● GIVEN ENTRIES:

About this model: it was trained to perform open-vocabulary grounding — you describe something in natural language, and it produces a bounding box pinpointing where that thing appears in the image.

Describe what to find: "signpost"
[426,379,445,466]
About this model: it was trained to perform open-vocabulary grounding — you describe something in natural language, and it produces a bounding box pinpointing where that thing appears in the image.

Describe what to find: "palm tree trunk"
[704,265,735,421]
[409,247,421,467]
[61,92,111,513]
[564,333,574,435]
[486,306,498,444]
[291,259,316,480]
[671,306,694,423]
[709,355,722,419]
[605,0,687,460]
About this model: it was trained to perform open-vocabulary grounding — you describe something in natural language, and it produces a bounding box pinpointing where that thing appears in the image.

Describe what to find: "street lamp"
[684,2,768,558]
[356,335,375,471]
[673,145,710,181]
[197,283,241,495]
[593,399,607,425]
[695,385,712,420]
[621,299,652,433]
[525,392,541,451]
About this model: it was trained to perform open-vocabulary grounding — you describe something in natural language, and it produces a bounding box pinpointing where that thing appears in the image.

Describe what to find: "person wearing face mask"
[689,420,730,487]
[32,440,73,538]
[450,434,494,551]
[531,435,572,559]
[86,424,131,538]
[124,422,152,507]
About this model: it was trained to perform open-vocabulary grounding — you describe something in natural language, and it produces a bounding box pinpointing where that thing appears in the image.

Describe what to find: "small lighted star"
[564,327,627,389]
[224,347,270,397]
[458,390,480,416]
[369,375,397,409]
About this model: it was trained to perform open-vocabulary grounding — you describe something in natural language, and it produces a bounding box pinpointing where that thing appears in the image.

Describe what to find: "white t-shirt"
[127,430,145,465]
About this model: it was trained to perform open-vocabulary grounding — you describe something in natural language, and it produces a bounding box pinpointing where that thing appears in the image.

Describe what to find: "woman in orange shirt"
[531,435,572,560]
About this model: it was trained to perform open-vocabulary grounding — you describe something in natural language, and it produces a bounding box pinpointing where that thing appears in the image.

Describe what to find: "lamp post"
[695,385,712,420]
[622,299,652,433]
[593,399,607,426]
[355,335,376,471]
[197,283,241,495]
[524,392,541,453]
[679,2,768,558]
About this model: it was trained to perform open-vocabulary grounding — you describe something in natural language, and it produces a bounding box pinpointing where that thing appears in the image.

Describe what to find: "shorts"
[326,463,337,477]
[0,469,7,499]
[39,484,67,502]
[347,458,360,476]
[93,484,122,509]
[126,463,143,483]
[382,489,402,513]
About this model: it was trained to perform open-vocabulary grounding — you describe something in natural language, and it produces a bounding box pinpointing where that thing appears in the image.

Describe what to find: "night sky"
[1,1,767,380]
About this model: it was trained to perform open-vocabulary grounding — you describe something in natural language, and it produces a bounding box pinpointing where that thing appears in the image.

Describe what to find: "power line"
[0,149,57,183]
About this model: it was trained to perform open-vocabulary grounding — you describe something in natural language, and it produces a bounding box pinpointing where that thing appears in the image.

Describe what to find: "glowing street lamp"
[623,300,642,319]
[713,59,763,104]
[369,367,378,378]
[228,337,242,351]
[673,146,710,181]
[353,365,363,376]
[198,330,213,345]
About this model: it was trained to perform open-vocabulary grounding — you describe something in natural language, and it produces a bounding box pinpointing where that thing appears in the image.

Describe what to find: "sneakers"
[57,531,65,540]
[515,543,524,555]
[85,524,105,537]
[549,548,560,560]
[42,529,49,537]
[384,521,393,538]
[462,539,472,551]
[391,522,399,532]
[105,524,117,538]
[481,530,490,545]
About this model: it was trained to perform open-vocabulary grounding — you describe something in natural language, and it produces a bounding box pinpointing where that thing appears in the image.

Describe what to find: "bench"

● WHAT IS NEEDED: Each of the records should be written out again, exactly as it reads.

● WRITTEN SOLUTION:
About this model: it was trained to perform open-vocabulary grounding — you describe something in natural language, and it produces a bounding box pinpointing where that thing appears in the image.

Describe what to find: "signpost"
[426,379,445,466]
About this model: it was trained to perform open-vocabulary grounding — you describe something in natural language, and it produces a bounding box pinpointing where that thing appears in the image.

Describe what to find: "palm tree trunk"
[704,265,735,421]
[409,247,421,467]
[61,92,111,513]
[564,333,574,435]
[486,306,498,444]
[291,259,316,480]
[671,306,694,423]
[709,355,722,419]
[605,0,687,460]
About this model: it was trained to perform open-vocabulary grounding — you describe something in natural language, and it produces a bounding box pinpointing where that thing appears in the image.

Describe what to find: "street lamp"
[684,2,768,558]
[356,335,375,471]
[673,145,710,181]
[197,283,241,495]
[593,399,607,425]
[695,385,712,420]
[621,299,652,433]
[525,392,541,451]
About this model: it was trained to perform open-vocabulary grounding — you describe something in natural language, and it produces a bounding box pinpointing where that thing appears in the image.

Describe what to find: "person wearing face mask"
[689,420,730,487]
[32,440,73,538]
[450,434,494,551]
[531,435,572,559]
[86,424,131,538]
[124,422,152,507]
About this model: it was trained to perform open-vocabulary grounding — you describe something in natural language, and it produces a bounding box pinpointing where that thing appears in the image.

Describe what to find: "small lighted star"
[564,327,627,389]
[224,347,270,397]
[458,390,480,416]
[369,375,397,409]
About this model: it was trained to perform open-vocabulary grounding — you describe something in natural language, and it produces a bounding box pinpointing where that thing appears in the image.

Describe what to find: "white t-shirt"
[127,430,145,465]
About this model: it was trained to perform open-vocabulary grounding — you describe something in natural language, and it produces a bounding box pinpointing where that thing appears in the image.

Describe what to find: "woman in orange shirt"
[531,435,572,560]
About this model: it was trained to perform open-vocabulary grounding — you describe something in natural language, and it produces a bounding box pinpointing where that thing appears in the image.

Describe what to find: "lamp post"
[695,385,712,420]
[622,299,652,433]
[593,399,607,426]
[355,335,376,471]
[197,283,241,495]
[524,392,541,453]
[679,2,768,558]
About this model: it was trained to perform open-vocabulary grounding — you describe something in natural language, and it produces a bounding box pinpointing where that thing appears in the image.

Describe what to find: "shorts"
[326,463,337,477]
[0,469,7,499]
[39,484,67,502]
[347,458,360,476]
[93,484,122,509]
[126,463,143,483]
[382,489,402,513]
About this model: it was trained to perform open-vocabulary grounding — you describe something in natural language, and it produces a bounding box pinpointing where that thing appears in the image.

Describe what to find: "night sky"
[1,1,767,380]
About this model: it was trained to perform open-vocabulary grounding — you describe something in natural language, and it produces a bounding box pinpointing where that thing appears in the image.

Describe what to find: "power line"
[0,149,57,183]
About this model: it was trained to perform open-vocabulary grounding — you describe something in natural language, and it produces a bounding box pinpointing where that thing appears in the image.

Describe what to find: "glowing street lamp"
[623,300,642,319]
[713,59,763,104]
[369,367,378,378]
[228,337,242,351]
[673,146,710,181]
[353,365,363,376]
[198,330,213,345]
About this model: it was trained to perform open-vocabulary grounding — you describe something in natural language, and it produces a bounding box pinpointing where that thing appears in the image.

Describe what to find: "sneakers"
[57,531,65,540]
[515,543,524,555]
[85,524,105,537]
[549,548,560,560]
[42,529,49,537]
[384,521,393,538]
[462,539,472,551]
[391,522,399,532]
[105,524,117,538]
[481,530,490,545]
About this model: it was trained to perform open-vocabulary grounding — you describe something in natural language, and it produces a bounding box pinpointing where that thing appears in the image.

Describe what to find: "bench"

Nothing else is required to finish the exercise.